● **Excerpted passage**:
········
No, don’t insult the intelligence of those who stand for something by arguing that universities are not political. For more than a century, our elite universities have been exactly that — reproducing apartheid knowledge and defending the racial state without flinching. What is this? Mass amnesia? No, universities, whether they like it or not, are always political because by their very nature they exclude whether on the basis of race or class. They exclude because teaching is always based on a selection from the global treasure of human knowledge.

South Africans should know this. The reason apartheid survived for so long was because of this empty sophistry I see in some senate debates. It cleverly conceals Old Testament religious prejudices (Jews are after all the chosen people of God). And dare I say it, the Jews are white and the Palestinians are not and so let’s be honest, many of our compatriots are taking racial sides here and not religious ones.
········
● **Records shown**:

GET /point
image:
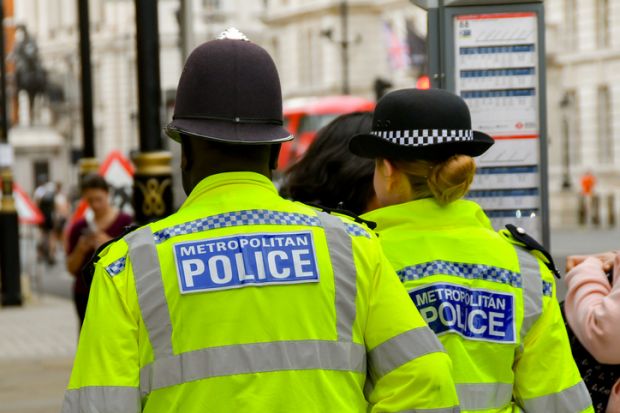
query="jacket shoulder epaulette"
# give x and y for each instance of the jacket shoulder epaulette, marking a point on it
(343, 212)
(88, 271)
(521, 238)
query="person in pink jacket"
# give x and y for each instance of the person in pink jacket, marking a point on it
(592, 309)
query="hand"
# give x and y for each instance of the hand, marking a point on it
(607, 258)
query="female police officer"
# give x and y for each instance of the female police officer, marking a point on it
(491, 302)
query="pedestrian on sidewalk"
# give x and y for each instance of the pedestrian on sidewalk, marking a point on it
(592, 309)
(101, 224)
(243, 301)
(490, 300)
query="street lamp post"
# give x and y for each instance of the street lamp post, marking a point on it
(10, 264)
(565, 105)
(152, 192)
(88, 163)
(344, 44)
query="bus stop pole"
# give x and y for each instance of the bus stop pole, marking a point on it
(152, 192)
(10, 262)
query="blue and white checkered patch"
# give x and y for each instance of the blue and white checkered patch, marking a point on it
(116, 267)
(248, 217)
(356, 231)
(459, 269)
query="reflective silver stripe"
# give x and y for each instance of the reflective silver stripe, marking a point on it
(532, 289)
(102, 399)
(482, 396)
(340, 248)
(253, 358)
(574, 399)
(401, 349)
(150, 289)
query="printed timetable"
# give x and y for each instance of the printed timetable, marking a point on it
(496, 73)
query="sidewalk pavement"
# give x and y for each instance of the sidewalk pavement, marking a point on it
(37, 345)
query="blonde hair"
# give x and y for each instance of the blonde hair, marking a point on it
(446, 180)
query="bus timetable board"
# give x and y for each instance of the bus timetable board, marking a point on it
(496, 71)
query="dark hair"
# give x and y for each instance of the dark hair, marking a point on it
(94, 181)
(329, 174)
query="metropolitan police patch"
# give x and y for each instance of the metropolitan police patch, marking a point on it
(246, 260)
(472, 313)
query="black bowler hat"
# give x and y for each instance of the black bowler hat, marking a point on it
(229, 91)
(420, 124)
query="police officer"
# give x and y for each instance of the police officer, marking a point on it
(243, 301)
(487, 296)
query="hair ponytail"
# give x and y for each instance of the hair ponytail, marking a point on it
(446, 181)
(450, 180)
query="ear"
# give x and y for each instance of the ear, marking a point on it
(186, 154)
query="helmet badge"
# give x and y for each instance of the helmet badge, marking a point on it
(232, 34)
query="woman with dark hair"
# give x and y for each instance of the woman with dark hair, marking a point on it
(329, 174)
(88, 233)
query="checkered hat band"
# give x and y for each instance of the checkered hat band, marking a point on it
(248, 217)
(424, 137)
(462, 270)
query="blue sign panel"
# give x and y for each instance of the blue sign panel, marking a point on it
(246, 260)
(472, 313)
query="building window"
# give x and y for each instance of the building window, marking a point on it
(570, 19)
(602, 23)
(212, 5)
(604, 129)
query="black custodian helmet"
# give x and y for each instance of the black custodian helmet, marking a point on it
(229, 92)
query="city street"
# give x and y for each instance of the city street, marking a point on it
(38, 340)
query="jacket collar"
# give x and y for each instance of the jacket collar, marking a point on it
(223, 181)
(428, 214)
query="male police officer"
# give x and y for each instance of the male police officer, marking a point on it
(243, 301)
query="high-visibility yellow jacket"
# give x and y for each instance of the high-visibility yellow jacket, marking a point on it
(492, 304)
(245, 302)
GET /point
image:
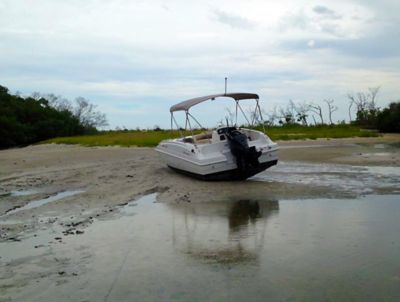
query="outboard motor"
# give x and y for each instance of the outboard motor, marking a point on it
(246, 157)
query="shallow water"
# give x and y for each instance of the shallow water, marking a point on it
(229, 250)
(347, 178)
(40, 202)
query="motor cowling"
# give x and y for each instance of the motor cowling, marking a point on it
(246, 157)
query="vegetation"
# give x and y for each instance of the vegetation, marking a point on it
(388, 120)
(26, 120)
(53, 119)
(151, 138)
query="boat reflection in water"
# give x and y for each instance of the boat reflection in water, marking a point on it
(222, 232)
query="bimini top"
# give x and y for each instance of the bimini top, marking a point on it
(185, 105)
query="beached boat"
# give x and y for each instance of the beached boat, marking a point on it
(225, 153)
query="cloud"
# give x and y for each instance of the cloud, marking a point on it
(233, 20)
(326, 12)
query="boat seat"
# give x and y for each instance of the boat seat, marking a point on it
(202, 136)
(203, 141)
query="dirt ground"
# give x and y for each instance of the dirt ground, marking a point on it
(111, 176)
(40, 254)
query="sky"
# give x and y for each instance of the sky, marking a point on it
(135, 59)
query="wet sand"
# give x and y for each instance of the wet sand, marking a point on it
(95, 183)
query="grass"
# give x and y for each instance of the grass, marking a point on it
(151, 138)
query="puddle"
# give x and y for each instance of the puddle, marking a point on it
(357, 179)
(23, 193)
(230, 250)
(41, 202)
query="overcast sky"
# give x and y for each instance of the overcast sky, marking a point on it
(134, 59)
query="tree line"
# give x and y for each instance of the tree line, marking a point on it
(368, 114)
(27, 120)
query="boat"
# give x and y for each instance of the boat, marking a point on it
(228, 152)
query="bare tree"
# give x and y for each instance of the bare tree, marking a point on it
(287, 115)
(317, 109)
(302, 110)
(351, 103)
(272, 116)
(364, 102)
(87, 114)
(331, 108)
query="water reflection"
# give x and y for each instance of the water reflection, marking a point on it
(229, 232)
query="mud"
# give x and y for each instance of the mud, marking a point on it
(73, 246)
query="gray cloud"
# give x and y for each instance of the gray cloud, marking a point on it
(384, 44)
(233, 21)
(326, 12)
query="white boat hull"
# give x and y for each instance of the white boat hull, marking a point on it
(214, 160)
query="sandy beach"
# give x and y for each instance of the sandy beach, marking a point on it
(73, 186)
(109, 176)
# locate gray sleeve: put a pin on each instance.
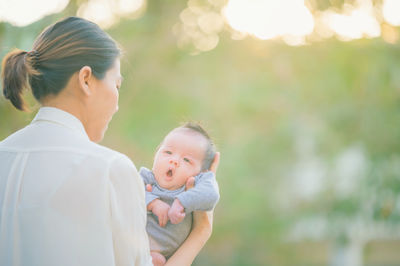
(148, 178)
(203, 197)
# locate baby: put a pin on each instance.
(187, 151)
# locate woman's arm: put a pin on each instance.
(201, 232)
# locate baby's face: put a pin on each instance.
(178, 158)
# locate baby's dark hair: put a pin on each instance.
(210, 149)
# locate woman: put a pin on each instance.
(66, 200)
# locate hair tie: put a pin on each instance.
(34, 55)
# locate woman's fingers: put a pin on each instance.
(214, 165)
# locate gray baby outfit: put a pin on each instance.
(203, 197)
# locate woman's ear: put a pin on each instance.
(84, 79)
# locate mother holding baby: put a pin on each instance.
(64, 199)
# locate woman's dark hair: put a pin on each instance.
(59, 51)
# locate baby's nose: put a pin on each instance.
(174, 162)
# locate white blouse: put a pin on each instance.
(68, 201)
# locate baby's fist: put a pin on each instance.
(176, 213)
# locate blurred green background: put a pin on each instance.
(309, 135)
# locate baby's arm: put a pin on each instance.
(203, 197)
(153, 203)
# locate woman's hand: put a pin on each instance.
(160, 209)
(201, 230)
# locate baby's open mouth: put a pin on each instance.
(169, 173)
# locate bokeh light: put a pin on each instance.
(268, 19)
(107, 12)
(24, 12)
(391, 11)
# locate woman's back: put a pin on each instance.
(59, 194)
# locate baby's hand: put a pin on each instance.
(160, 209)
(176, 213)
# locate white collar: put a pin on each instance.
(58, 116)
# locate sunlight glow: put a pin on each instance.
(24, 12)
(391, 12)
(268, 19)
(355, 23)
(107, 12)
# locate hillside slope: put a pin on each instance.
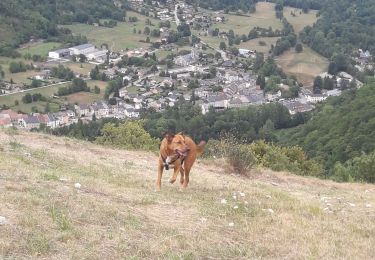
(116, 213)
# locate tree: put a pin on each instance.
(222, 46)
(82, 58)
(47, 108)
(299, 47)
(96, 90)
(128, 135)
(27, 99)
(147, 30)
(318, 85)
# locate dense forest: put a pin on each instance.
(23, 20)
(342, 26)
(230, 5)
(339, 130)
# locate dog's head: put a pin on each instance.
(176, 143)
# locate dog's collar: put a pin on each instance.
(166, 164)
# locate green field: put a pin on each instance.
(256, 46)
(40, 48)
(305, 65)
(119, 37)
(299, 20)
(263, 17)
(81, 97)
(23, 77)
(27, 108)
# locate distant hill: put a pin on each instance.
(339, 130)
(23, 19)
(67, 199)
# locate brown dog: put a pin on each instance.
(180, 151)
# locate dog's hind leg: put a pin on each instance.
(160, 173)
(186, 180)
(182, 176)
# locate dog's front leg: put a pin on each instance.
(160, 174)
(176, 170)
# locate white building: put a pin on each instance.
(315, 98)
(82, 49)
(97, 54)
(58, 54)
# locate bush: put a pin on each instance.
(361, 168)
(128, 135)
(241, 158)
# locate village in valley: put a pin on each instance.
(184, 57)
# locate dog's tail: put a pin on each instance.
(200, 148)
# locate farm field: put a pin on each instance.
(263, 17)
(305, 65)
(27, 108)
(121, 36)
(115, 213)
(255, 45)
(48, 92)
(87, 97)
(299, 20)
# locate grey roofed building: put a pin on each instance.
(227, 63)
(83, 46)
(32, 120)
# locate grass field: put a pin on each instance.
(305, 65)
(27, 108)
(263, 17)
(40, 48)
(116, 214)
(21, 77)
(119, 37)
(80, 97)
(254, 44)
(300, 20)
(87, 97)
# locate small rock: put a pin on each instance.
(3, 220)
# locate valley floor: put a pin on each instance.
(116, 213)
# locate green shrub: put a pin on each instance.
(128, 135)
(241, 158)
(361, 168)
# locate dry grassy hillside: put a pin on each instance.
(116, 214)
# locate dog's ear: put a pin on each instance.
(169, 136)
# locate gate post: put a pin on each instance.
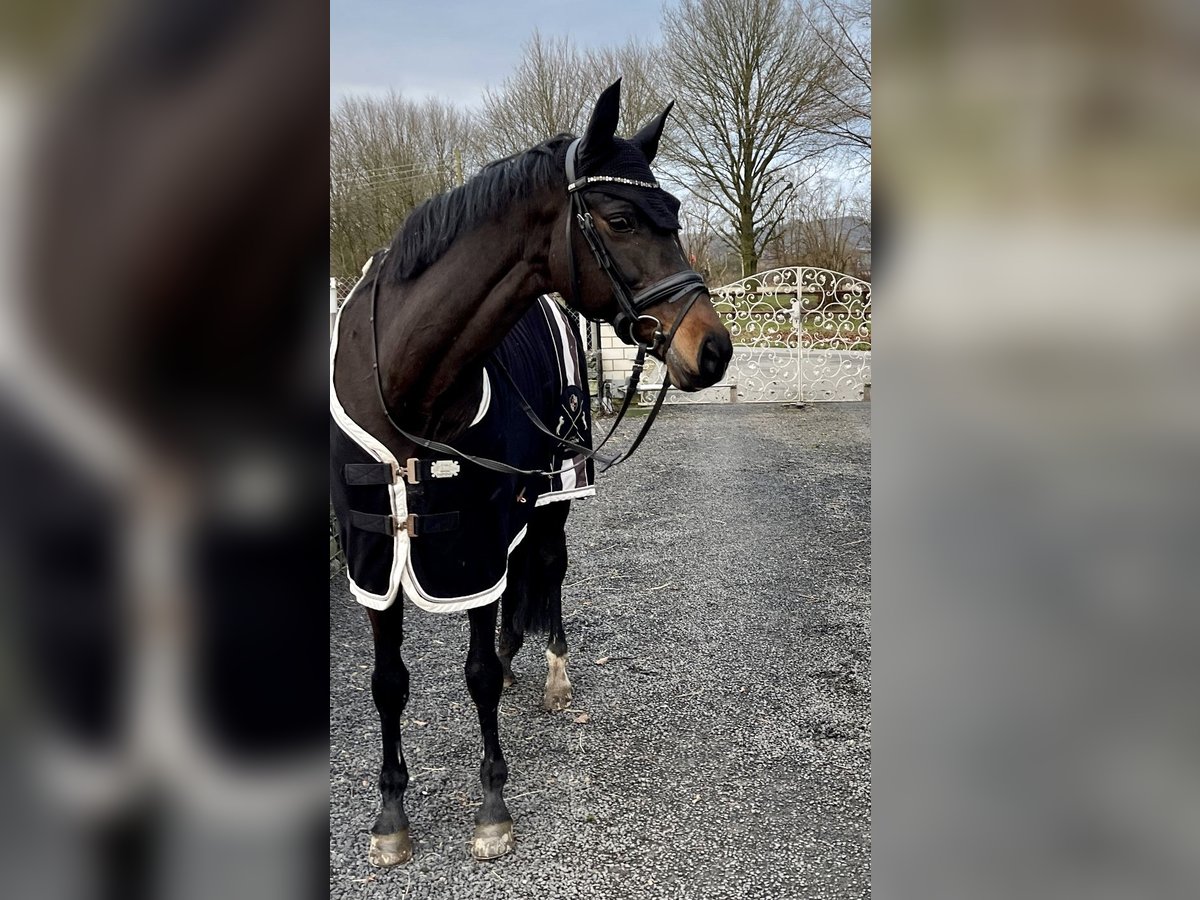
(798, 330)
(333, 304)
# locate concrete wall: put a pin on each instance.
(616, 358)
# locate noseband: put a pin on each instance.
(630, 310)
(630, 306)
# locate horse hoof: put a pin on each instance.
(388, 850)
(492, 841)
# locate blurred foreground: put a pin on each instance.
(1036, 445)
(162, 261)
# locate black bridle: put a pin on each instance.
(630, 311)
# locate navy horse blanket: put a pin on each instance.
(468, 519)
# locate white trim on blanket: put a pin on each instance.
(401, 574)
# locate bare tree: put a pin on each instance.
(385, 156)
(832, 229)
(555, 87)
(754, 83)
(845, 29)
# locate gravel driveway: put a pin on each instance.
(724, 575)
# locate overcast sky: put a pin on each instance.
(455, 48)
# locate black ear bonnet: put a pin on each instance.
(627, 162)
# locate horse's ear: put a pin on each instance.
(647, 139)
(601, 126)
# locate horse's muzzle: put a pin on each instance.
(712, 360)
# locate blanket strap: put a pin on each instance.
(369, 473)
(415, 526)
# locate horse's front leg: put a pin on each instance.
(552, 551)
(485, 681)
(390, 844)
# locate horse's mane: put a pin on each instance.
(432, 227)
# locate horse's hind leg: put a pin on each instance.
(390, 844)
(551, 549)
(485, 678)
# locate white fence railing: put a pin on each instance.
(799, 334)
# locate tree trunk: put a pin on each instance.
(745, 244)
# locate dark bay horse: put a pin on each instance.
(579, 216)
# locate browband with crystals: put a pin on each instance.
(588, 179)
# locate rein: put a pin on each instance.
(630, 312)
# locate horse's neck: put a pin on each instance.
(439, 328)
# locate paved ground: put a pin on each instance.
(725, 573)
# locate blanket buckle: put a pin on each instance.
(418, 471)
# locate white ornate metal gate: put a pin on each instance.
(799, 335)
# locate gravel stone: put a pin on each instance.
(725, 573)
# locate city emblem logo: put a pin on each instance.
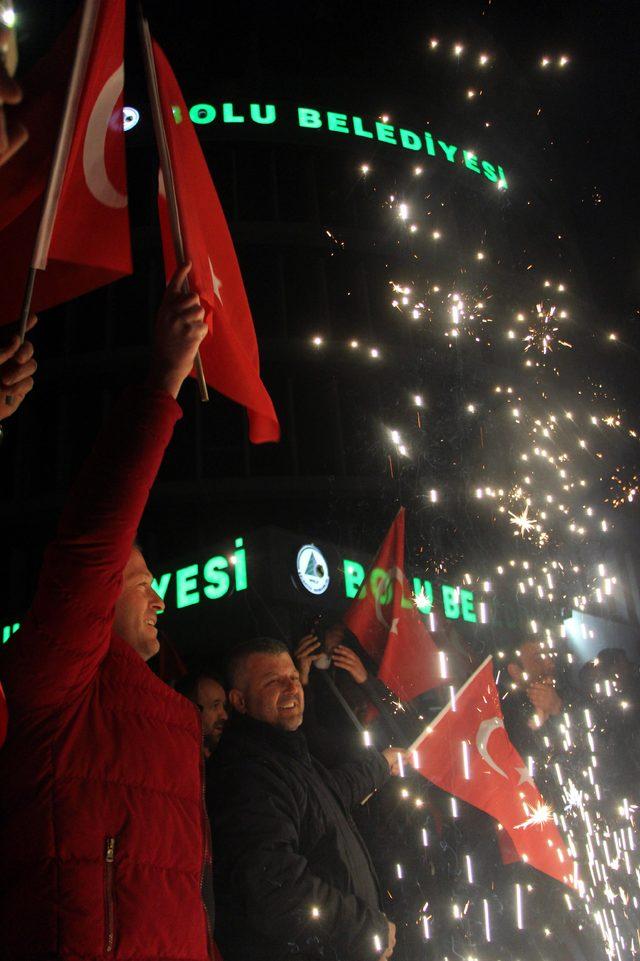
(312, 569)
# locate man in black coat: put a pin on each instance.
(292, 875)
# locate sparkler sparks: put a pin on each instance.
(541, 814)
(543, 331)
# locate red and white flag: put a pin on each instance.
(386, 621)
(230, 353)
(467, 752)
(90, 243)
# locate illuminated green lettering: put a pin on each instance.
(337, 122)
(203, 113)
(257, 116)
(228, 116)
(449, 150)
(471, 161)
(8, 630)
(359, 130)
(489, 171)
(450, 602)
(466, 605)
(215, 573)
(381, 585)
(160, 587)
(423, 591)
(186, 594)
(353, 577)
(240, 565)
(308, 117)
(384, 132)
(409, 139)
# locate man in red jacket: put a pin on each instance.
(104, 842)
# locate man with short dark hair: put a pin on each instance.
(292, 875)
(103, 832)
(207, 692)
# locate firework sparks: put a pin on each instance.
(543, 331)
(540, 814)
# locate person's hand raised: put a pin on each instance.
(544, 698)
(179, 331)
(17, 368)
(349, 661)
(397, 758)
(307, 651)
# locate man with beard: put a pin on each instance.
(292, 875)
(103, 832)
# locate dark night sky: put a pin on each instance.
(586, 129)
(590, 110)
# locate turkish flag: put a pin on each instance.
(386, 621)
(230, 353)
(90, 243)
(467, 752)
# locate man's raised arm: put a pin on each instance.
(68, 629)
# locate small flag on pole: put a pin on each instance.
(230, 354)
(387, 623)
(467, 752)
(64, 223)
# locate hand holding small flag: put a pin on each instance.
(180, 329)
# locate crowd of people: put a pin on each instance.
(237, 815)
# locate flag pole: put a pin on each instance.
(58, 167)
(167, 171)
(61, 155)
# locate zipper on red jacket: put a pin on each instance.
(109, 912)
(205, 841)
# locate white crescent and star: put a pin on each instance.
(485, 730)
(93, 151)
(217, 283)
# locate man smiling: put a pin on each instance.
(292, 875)
(104, 842)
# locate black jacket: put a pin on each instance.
(292, 875)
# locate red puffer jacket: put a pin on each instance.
(102, 826)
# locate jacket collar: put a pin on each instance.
(242, 728)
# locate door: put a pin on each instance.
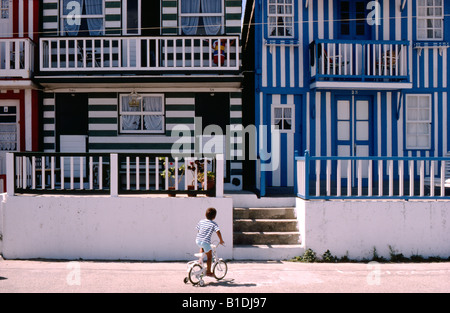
(354, 132)
(5, 18)
(212, 113)
(71, 122)
(352, 20)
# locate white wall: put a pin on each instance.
(356, 227)
(109, 228)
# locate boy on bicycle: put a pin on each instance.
(206, 228)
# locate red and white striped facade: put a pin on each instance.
(19, 95)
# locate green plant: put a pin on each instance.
(376, 257)
(198, 171)
(209, 175)
(396, 257)
(309, 256)
(327, 257)
(171, 171)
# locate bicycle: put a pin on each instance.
(196, 269)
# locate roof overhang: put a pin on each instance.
(206, 83)
(360, 85)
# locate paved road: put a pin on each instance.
(243, 277)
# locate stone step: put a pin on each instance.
(265, 225)
(264, 213)
(266, 238)
(267, 252)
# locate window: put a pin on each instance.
(352, 23)
(4, 9)
(430, 19)
(418, 121)
(283, 117)
(201, 17)
(281, 18)
(82, 17)
(144, 116)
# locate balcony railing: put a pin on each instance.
(16, 58)
(113, 174)
(373, 177)
(109, 54)
(363, 61)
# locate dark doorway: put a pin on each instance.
(214, 109)
(151, 19)
(71, 122)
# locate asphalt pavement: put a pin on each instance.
(271, 277)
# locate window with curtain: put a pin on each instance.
(283, 117)
(430, 19)
(418, 121)
(145, 117)
(280, 18)
(201, 17)
(82, 18)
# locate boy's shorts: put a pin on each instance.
(204, 245)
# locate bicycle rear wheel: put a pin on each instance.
(195, 274)
(220, 269)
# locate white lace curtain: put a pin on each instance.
(212, 24)
(130, 122)
(153, 122)
(149, 112)
(72, 22)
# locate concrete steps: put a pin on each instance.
(265, 233)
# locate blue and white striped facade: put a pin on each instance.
(285, 75)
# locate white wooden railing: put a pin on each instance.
(372, 177)
(114, 174)
(360, 60)
(16, 57)
(170, 53)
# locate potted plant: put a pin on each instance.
(210, 180)
(198, 170)
(171, 174)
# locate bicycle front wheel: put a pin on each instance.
(220, 269)
(195, 274)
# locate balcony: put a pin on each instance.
(16, 58)
(389, 178)
(113, 174)
(154, 55)
(341, 64)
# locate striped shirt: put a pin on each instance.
········
● **Exercises to complete**:
A – Rewrite the commentary on universities and politics from "South Africans should" up to and including "not religious ones.", swapping "compatriots" for "fellow citizens".
B – In the commentary on universities and politics, what does the writer say teaching is always based on?
C – Pick up the commentary on universities and politics after its final sentence and keep writing.
The lines can be left aside; nothing here depends on them.

● **The responses**:
A –
South Africans should know this. The reason apartheid survived for so long was because of this empty sophistry I see in some senate debates. It cleverly conceals Old Testament religious prejudices (Jews are after all the chosen people of God). And dare I say it, the Jews are white and the Palestinians are not and so let’s be honest, many of our fellow citizens are taking racial sides here and not religious ones.

B – A selection from the global treasure of human knowledge.

C –
I cried when Hamas murdered and abused Jewish citizens on October 7; it is an atrocity that must be condemned out of hand especially by activists on the Palestinian cause. As I have said often before, there is a humanity that precedes politics.

The people of Gaza have had their October 7 over and over and over again, and yet some of our universities have lacked the backbone to take a simple, unambiguous position on the genocide in Gaza. Let me say this to my colleagues across the country: you do not deserve to teach our students values such as decency, solidarity and the value of human life if you cannot signal to them where you stand on the genocide of the Palestinians. Period.